▶ Passage:
-=-=-

The paper, by Ai Group Chief Economist, Julie Toth, demonstrates that as a proportion of the workforce, casual work has fluctuated between 19% and 21% of the total workforce over the past two decades. It is about the same in 2018 (20.6%) as it was in 1998 (20.1%). Further, the proportion of the workforce expecting to be in the same job in a year's time has been steady at 90 percent of the workforce since the Australian Bureau of Statistics started collecting this data in 2001.

Commenting on the research, Ai Group Chief Executive, Innes Willox said: "It has been infamously said that if you repeat an untruth often enough people will believe it and you will even start believing it yourself. Despite the clear weight of evidence to the contrary, the ACTU seems determined to maintain that job insecurity and casualisation of work in Australia is increasing. Neither is true.

"The fact is that the rate of casual employment in Australia has been very stable for the past 20 years, at about 20% of the workforce. This rate is about the same today as it was in 1998. And the proportion of people expecting to be in their current job in one year's time has been unchanged for a similar period pointing to no change in job insecurity.

"To prop up its myth-making, the ACTU has now started to include part-time employees in their figures about so called 'precarious employment'. This is nonsense when, of course, the vast majority of part-time workers do not want to work full-time. Access to part-time work enables many Australians to participate in the workforce who would otherwise be unable or unwilling to participate including, for example, many women, older workers and students.

"Despite the preferences of most of the employees concerned, the ACTU seems intent on demonising casual and even part-time employment, perhaps because relatively few casual and part-time employees are union members," Innes Willox Chief Executive, Australian Industry Group said.

-=-=-

▶ Prompt A: In the passage on casual employment, what proportion of the workforce was casual in 2018?
▶ Prompt B: Reproduce the passage on casual employment verbatim, starting at the words "Commenting on the" and ending after the words "in job insecurity.".
The records after this point play no role here.

-=-=-

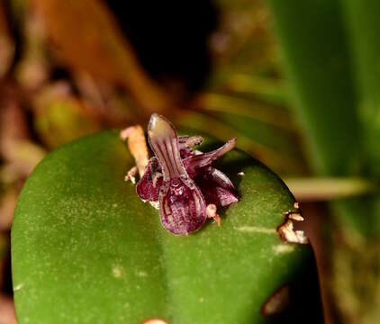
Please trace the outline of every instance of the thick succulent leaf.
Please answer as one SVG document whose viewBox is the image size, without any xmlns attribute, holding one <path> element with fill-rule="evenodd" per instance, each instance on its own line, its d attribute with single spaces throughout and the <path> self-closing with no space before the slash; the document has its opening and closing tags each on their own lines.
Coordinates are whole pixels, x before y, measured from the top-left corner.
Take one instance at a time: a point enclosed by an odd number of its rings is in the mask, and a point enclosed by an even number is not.
<svg viewBox="0 0 380 324">
<path fill-rule="evenodd" d="M 276 230 L 294 204 L 276 176 L 230 152 L 216 166 L 240 201 L 221 212 L 221 227 L 207 220 L 177 237 L 123 181 L 133 164 L 118 134 L 105 132 L 54 151 L 30 176 L 12 229 L 20 324 L 283 321 L 261 315 L 281 287 L 294 306 L 287 319 L 300 320 L 300 310 L 321 319 L 311 248 Z"/>
</svg>

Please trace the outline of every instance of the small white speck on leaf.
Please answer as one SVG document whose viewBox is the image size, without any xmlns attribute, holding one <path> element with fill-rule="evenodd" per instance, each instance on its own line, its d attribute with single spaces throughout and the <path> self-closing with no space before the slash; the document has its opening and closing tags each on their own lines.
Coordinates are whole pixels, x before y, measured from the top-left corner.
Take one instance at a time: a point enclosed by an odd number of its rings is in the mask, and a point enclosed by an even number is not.
<svg viewBox="0 0 380 324">
<path fill-rule="evenodd" d="M 272 247 L 272 248 L 276 255 L 292 253 L 294 251 L 294 246 L 290 244 L 279 244 Z"/>
</svg>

-=-=-

▶ Task output A: 20.6%

▶ Task output B:
Commenting on the research, Ai Group Chief Executive, Innes Willox said: "It has been infamously said that if you repeat an untruth often enough people will believe it and you will even start believing it yourself. Despite the clear weight of evidence to the contrary, the ACTU seems determined to maintain that job insecurity and casualisation of work in Australia is increasing. Neither is true.

"The fact is that the rate of casual employment in Australia has been very stable for the past 20 years, at about 20% of the workforce. This rate is about the same today as it was in 1998. And the proportion of people expecting to be in their current job in one year's time has been unchanged for a similar period pointing to no change in job insecurity.